Output must match the records, character for character.

MATERIAL FOR THE TASK.
────

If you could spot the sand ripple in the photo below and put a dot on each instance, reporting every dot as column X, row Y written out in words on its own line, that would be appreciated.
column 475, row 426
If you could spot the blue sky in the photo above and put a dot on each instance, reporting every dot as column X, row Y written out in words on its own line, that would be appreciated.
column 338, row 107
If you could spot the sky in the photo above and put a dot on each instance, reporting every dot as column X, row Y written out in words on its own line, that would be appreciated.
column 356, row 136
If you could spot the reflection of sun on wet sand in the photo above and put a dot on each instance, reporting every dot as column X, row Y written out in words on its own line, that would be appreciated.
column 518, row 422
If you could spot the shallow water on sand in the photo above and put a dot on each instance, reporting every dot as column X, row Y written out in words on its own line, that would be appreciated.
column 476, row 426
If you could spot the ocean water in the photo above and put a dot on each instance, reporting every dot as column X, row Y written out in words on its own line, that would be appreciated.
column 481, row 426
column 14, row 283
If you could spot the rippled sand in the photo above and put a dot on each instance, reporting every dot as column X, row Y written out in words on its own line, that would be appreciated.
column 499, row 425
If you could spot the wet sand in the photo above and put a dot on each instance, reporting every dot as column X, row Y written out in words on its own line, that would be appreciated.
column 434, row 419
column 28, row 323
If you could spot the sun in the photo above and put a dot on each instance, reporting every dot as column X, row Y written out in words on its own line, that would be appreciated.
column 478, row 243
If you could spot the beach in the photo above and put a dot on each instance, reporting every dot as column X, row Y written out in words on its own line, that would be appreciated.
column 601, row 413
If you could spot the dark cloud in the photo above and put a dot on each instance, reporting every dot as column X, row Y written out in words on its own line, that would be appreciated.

────

ANSWER BELOW.
If you could spot the sand ripple in the photo below and put a dot on each instance, reporting every dot as column X, row Y written out in words on its own line, that would be appreciated.
column 475, row 426
If you could spot the blue sky in the photo above and put a dot on each instance, reporting every dot as column X, row Y written out in words on its own line, that would be appreciated.
column 338, row 107
If you could spot the sky in the photo above and put a dot on each instance, reporting every dot as column X, row Y written out in words on its own line, that would be appreciated.
column 356, row 136
If you could spot the reflection of sun on wet sand in the photo above and put a dot on each instance, reporting every dot as column X, row Y written out in words on its own line, that would be appreciated.
column 518, row 422
If you could spot the shallow water on sand in the photo above and put a dot on each instance, reporting every dot as column X, row Y written out in words on its own line, that would be appreciated.
column 476, row 426
If you could spot the ocean water in the photo above and put a dot on each instance, reporting every dot as column X, row Y written out in words on its own line, that would be appreciated.
column 481, row 426
column 14, row 283
If you could spot the rippled sand in the photo above and put a dot on each instance, reporting every dot as column X, row Y written out in words on its own line, that would be appreciated.
column 499, row 425
If you could spot the wet sand in the photo above and put a dot on each instance, reporting every dot as column X, row Y written out in words on its own line, that would be appreciated.
column 434, row 419
column 28, row 323
If you could spot the sun in the photo above and put a dot on each instance, reporting every dot as column X, row Y written out in words on its own line, that would be appreciated.
column 478, row 243
If you could spot the beach in the photo above and put a dot on each instance, reporting every dot as column X, row Y written out in words on its own line, that would be appreciated.
column 601, row 413
If you could spot the dark cloud in the photo above and put a dot on each instance, reporting every dot as column X, row Y written out in words on its own line, that would be appreciated.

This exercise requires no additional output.